Document text -
I doubt that you will get an affirmative, Bill. CRC 64 never took off. You are not talking cryptographic security else you wouldn't be using CRC 32. I guess your 'move up' may be best accommodated with MD5 at 128 bit. It has been compromised but if used as a checksum it may do if you are 'checking' a lot, of whatever, but if only occasional then I'd push the boat out with 256 or 512.
Thanks to both of you for your feedback, I'll follow up on Greg's code lead.
I am not interested in this for cryptography but for hashing purposes, to detect (near) duplicates among webpages I have downloaded for a linguistic corpus. CRC-32 has too many collisions. MD5 works fine for smaller datasets, but it has twice the storage and comparison overhead of CRC-64.
Originally posted by Bill Fletcher:
MD5 works fine for smaller datasets, but it has twice the storage and comparison overhead of CRC-64.
If MD5 is fast enough for your purpose, you could simply strip off any number of bytes you don't need of the MD5 hash value and only keep/use the number of bytes that seems enough for you to avoid many collisions.

Given task 1 - Please collect every line of the listing that contains the string "ridge", matching case exactly.

Task input -
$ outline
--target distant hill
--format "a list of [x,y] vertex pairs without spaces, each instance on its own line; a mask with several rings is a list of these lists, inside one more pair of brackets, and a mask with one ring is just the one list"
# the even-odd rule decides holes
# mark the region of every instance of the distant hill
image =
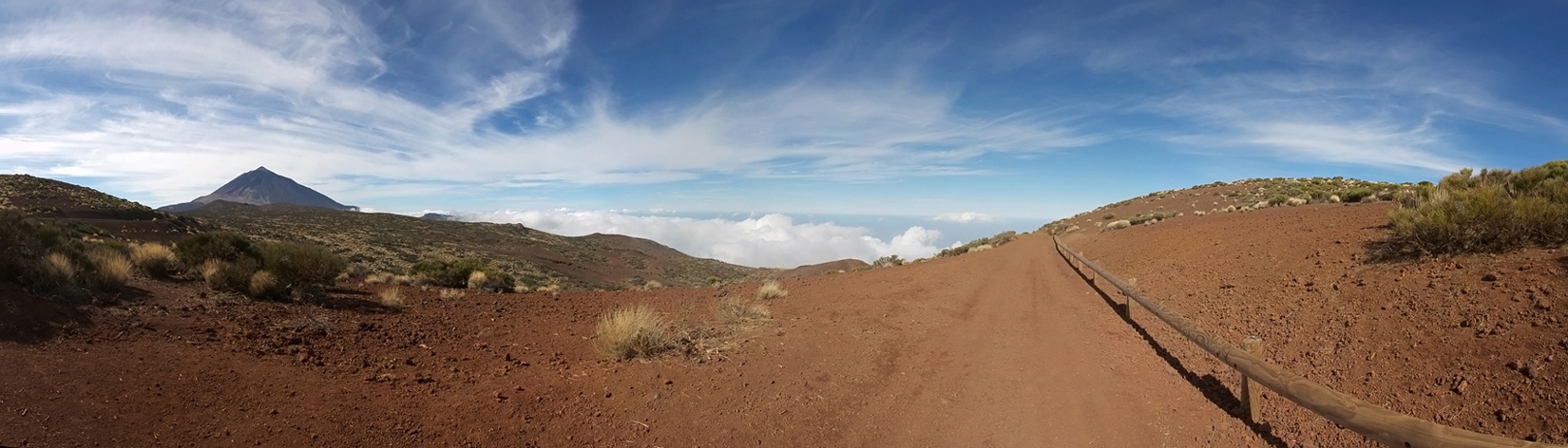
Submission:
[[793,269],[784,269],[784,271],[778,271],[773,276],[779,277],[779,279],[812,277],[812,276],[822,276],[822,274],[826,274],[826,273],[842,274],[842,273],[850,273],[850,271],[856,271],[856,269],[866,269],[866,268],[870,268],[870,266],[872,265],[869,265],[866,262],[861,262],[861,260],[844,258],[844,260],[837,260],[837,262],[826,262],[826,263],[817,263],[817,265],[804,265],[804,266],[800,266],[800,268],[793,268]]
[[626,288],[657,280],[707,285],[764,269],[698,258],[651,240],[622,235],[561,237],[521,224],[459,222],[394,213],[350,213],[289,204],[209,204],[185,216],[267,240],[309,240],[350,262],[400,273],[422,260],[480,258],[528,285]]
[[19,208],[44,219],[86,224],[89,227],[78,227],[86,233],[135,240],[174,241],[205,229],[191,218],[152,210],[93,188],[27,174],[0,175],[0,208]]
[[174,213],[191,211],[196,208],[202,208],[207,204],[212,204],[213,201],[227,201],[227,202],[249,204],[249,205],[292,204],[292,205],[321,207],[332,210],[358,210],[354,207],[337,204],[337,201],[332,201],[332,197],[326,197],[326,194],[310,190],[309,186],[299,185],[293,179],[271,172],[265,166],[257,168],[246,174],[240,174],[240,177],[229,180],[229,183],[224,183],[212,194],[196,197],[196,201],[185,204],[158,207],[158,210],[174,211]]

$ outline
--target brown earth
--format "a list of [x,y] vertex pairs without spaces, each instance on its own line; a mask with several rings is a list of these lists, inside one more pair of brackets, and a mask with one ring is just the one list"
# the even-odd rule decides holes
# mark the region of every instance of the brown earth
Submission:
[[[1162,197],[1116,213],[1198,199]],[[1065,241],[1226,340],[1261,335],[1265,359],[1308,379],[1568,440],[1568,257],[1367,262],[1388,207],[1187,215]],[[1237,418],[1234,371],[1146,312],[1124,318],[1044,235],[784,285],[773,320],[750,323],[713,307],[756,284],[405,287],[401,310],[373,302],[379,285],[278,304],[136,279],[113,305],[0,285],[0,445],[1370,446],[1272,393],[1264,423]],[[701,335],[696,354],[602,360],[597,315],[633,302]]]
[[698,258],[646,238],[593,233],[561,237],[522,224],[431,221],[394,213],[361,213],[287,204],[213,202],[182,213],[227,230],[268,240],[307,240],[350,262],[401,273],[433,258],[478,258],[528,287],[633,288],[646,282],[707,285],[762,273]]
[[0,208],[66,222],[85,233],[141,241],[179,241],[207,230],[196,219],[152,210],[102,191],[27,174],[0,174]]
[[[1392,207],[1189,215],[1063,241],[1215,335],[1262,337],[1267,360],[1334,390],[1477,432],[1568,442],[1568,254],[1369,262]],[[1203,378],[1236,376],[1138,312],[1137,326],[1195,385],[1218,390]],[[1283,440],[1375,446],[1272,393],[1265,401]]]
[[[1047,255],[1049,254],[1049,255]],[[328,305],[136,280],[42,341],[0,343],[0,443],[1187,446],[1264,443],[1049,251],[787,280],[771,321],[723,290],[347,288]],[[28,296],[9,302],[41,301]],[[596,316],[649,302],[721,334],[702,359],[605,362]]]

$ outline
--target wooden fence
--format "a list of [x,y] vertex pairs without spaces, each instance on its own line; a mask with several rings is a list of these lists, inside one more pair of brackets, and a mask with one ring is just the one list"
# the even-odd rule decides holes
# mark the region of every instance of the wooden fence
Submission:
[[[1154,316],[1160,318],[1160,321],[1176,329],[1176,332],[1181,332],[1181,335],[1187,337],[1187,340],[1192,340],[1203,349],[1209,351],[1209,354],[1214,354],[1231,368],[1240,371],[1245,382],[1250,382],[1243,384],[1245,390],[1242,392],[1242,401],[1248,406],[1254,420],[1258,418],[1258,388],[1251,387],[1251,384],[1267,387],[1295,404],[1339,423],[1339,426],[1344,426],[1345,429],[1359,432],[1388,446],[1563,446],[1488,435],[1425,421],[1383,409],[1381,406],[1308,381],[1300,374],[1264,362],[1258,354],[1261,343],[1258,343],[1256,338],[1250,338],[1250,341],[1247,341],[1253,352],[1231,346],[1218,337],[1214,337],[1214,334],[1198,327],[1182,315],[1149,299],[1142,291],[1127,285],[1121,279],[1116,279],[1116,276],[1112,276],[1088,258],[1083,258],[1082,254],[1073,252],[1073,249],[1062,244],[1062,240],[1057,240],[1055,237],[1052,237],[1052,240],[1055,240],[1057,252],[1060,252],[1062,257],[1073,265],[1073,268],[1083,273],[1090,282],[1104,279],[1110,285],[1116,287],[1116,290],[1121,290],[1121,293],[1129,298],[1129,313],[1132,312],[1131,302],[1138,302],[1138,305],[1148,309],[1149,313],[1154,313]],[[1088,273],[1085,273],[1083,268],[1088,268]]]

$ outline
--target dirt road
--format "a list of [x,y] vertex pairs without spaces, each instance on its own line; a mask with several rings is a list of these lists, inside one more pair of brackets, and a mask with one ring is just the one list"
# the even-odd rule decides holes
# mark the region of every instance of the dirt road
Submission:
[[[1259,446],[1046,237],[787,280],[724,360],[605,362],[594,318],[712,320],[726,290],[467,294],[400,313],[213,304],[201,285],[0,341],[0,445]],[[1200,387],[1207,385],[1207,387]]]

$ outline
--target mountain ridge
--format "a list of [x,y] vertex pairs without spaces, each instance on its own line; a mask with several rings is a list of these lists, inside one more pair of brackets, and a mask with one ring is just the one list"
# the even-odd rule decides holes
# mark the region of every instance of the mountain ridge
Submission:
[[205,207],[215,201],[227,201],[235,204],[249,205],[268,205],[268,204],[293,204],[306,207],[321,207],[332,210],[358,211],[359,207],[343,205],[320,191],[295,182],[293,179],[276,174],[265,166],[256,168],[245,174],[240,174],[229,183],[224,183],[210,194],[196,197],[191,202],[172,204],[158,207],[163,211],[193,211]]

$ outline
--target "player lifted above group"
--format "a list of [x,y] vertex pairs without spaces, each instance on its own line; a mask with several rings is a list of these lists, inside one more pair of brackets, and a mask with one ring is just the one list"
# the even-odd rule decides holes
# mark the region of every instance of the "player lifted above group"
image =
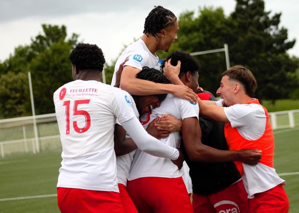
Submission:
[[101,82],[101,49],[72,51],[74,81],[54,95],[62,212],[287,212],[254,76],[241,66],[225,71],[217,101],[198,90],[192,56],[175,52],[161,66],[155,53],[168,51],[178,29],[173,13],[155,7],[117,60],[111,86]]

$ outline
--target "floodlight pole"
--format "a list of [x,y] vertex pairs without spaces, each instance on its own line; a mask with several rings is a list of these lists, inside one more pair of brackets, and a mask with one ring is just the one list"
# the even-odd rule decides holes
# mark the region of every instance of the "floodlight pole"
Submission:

Given task 2 - Reproduce the passage of the hashing thread starting with "I doubt that" and going on through "Greg's code lead.", word for word.

Exercise output 1 -
--target mountain ridge
# mark the region of every instance of the mountain ridge

Exercise output 2 -
I doubt that you will get an affirmative, Bill. CRC 64 never took off. You are not talking cryptographic security else you wouldn't be using CRC 32. I guess your 'move up' may be best accommodated with MD5 at 128 bit. It has been compromised but if used as a checksum it may do if you are 'checking' a lot, of whatever, but if only occasional then I'd push the boat out with 256 or 512.
Thanks to both of you for your feedback, I'll follow up on Greg's code lead.